*Supplied records*:
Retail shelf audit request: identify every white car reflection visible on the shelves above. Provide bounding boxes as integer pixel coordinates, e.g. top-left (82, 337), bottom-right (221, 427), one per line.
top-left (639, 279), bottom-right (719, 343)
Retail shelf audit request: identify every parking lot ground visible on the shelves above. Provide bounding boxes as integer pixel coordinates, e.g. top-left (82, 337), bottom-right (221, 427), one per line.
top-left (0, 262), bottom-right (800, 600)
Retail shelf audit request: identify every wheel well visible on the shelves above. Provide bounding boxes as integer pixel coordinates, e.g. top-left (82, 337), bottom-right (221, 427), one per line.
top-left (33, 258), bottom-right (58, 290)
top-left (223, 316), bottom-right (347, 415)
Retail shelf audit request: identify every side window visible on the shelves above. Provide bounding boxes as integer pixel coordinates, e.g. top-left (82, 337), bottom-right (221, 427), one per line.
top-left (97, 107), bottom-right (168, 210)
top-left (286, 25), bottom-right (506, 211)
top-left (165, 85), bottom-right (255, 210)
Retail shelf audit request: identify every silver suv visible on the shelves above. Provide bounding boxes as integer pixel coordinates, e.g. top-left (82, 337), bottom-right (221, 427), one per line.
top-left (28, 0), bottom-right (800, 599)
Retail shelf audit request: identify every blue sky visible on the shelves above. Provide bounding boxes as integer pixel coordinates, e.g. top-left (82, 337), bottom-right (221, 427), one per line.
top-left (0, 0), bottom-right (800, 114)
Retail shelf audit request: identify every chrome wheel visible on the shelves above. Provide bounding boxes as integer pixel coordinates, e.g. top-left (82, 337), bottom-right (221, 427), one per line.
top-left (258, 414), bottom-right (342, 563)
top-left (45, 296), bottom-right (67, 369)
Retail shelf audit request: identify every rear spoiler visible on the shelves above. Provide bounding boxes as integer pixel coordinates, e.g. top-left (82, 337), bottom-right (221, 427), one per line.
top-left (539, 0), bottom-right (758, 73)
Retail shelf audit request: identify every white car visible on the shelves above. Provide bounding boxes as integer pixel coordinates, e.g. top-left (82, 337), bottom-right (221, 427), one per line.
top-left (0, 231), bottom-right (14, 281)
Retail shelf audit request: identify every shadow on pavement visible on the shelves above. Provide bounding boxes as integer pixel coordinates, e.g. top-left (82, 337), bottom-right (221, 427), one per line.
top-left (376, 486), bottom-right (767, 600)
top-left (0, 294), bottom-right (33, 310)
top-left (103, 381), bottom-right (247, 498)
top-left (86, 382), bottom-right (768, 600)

*Exercise aim*:
Copy all of the material above word for word, keeping every line in its original order.

*Written answer*:
Retail shelf audit request: identify every white car reflection visible on the shelves above. Provide bounding boxes as integer pixel coordinates, e.g. top-left (82, 337), bottom-right (221, 427), one per line.
top-left (639, 279), bottom-right (719, 343)
Retail shelf audit request: identify every parking lot ground visible on the shelves above. Provide bounding boxes as integer pixel coordinates, e.g. top-left (82, 337), bottom-right (221, 427), one per line.
top-left (0, 262), bottom-right (800, 600)
Retail shelf audit request: identify every wheel well visible on the shelves above. Provide bounding boxes as integer pixel coordinates, e.g. top-left (82, 337), bottom-right (221, 427), one per line.
top-left (33, 258), bottom-right (58, 290)
top-left (223, 316), bottom-right (347, 415)
Retail shelf audit request: identify every side window visible on the shelves above. Provide bounding boxes as integer pixel coordinates, e.g. top-left (82, 337), bottom-right (221, 427), one per line.
top-left (97, 107), bottom-right (168, 210)
top-left (286, 25), bottom-right (506, 211)
top-left (165, 85), bottom-right (255, 210)
Retail shelf audit request: identify every silver suv visible on the shelves above. Provide bounding boxes as integer pixel coordinates, e.g. top-left (82, 337), bottom-right (221, 427), one per line.
top-left (28, 0), bottom-right (800, 599)
Retail shelf audit request: identify every blue sky visible on the shelves above. Provide bounding boxes as integer pixel coordinates, e.g. top-left (82, 337), bottom-right (221, 427), one per line.
top-left (0, 0), bottom-right (800, 114)
Retail shelf audit request: identify every chrome wheel visible on the shelves above. Provide bounding boxes as integer pixel coordinates, e.g. top-left (82, 337), bottom-right (221, 427), one per line.
top-left (258, 414), bottom-right (342, 563)
top-left (45, 296), bottom-right (67, 369)
Retail shelf audit request: identify every rear spoiler visible on the shelves above. Provide bounding boxes as integer pixel coordinates, e.g. top-left (82, 337), bottom-right (221, 427), one per line.
top-left (539, 0), bottom-right (758, 73)
Retail shelf audit request: identify every white car visible on the shelves above. Provide bounding boxes as integer pixel coordinates, e.g. top-left (82, 337), bottom-right (221, 427), one per line.
top-left (0, 231), bottom-right (14, 281)
Retail shelf audit request: identify every shadow on pavement visible on the shelves above. Provide bounding boxes as integer pixel coordinates, e.g. top-left (82, 337), bottom-right (221, 427), one per line.
top-left (376, 486), bottom-right (767, 600)
top-left (0, 294), bottom-right (33, 310)
top-left (103, 381), bottom-right (247, 498)
top-left (86, 382), bottom-right (768, 600)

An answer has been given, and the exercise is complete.